Items listed in a dataset:
[Start of Attachment]

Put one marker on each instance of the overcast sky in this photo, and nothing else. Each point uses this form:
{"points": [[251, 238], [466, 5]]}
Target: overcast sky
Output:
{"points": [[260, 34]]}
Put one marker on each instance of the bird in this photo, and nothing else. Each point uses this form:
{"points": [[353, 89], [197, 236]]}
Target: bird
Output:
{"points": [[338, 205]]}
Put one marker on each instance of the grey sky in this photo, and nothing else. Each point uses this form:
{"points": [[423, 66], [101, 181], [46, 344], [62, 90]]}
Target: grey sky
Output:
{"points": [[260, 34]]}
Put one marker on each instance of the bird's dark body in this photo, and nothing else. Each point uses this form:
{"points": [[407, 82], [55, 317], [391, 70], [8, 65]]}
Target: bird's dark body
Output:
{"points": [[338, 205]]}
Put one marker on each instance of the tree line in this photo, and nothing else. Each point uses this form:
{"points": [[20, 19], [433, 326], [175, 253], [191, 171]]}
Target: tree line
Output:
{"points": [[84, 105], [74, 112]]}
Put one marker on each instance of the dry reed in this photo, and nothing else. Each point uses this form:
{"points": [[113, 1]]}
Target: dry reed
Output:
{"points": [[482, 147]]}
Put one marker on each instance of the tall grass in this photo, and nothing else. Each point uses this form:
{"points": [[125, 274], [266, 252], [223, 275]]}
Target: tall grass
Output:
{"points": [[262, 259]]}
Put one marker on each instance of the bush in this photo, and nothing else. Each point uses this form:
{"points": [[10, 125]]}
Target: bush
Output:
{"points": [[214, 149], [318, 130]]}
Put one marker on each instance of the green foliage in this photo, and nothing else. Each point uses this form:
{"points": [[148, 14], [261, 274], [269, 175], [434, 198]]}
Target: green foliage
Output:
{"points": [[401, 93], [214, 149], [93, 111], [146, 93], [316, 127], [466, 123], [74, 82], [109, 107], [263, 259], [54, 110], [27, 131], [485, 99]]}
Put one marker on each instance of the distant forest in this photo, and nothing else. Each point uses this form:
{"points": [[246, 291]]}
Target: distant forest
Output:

[End of Attachment]

Exercise details:
Transcribe the data above in full, keeping every word as it is.

Output:
Put one marker on each instance of the overcast sky in this photo, and nothing else. Each point uses this form:
{"points": [[251, 238], [466, 5]]}
Target: overcast sky
Output:
{"points": [[260, 34]]}
Put one marker on each instance of the bird in this photo, and nothing else. Each point uses this form:
{"points": [[353, 89], [197, 236]]}
Target: bird
Output:
{"points": [[338, 205]]}
Put one marker on each instance of the grey sky in this photo, and nothing else. Each point uses this form:
{"points": [[423, 66], [101, 181], [46, 344], [62, 90]]}
Target: grey sky
Output:
{"points": [[260, 34]]}
Put one marker on each instance of the bird's dark body in this photo, and nothing else. Each point uses this form:
{"points": [[407, 82], [55, 317], [391, 70], [8, 65]]}
Target: bird's dark body
Output:
{"points": [[338, 205]]}
Put one marker on each instance of the tree line in this photo, and nothing else. Each point uses this form:
{"points": [[20, 19], [433, 326], [175, 253], [191, 171]]}
Target: tree line
Output:
{"points": [[84, 105], [74, 112]]}
Put one marker on each instance of the dry reed in this photo, and nothing else. Each point uses this form:
{"points": [[113, 1]]}
Target: dry reed
Output:
{"points": [[482, 147]]}
Put one marker on each instance of the tall grass in this photo, and nothing else. Each point uses this form:
{"points": [[125, 274], [266, 252], [223, 275]]}
Target: tall grass
Output:
{"points": [[262, 259]]}
Put one marker on each instance of the bush in this photo, and nothing else. Each point uses this form:
{"points": [[10, 125]]}
Target: bush
Output:
{"points": [[214, 149], [318, 130]]}
Put one marker on each instance of the green foliage in this photo, and nothing else. Each point uses this form:
{"points": [[148, 14], [261, 274], [269, 175], [434, 198]]}
Target: green foliage
Output:
{"points": [[401, 93], [214, 149], [93, 111], [146, 93], [316, 127], [466, 123], [74, 82], [109, 107], [263, 259], [54, 110], [27, 131], [485, 99]]}
Put one marker on each instance of the distant forest in this photo, and nothing else. Each point uses this form:
{"points": [[246, 291]]}
Target: distant forest
Output:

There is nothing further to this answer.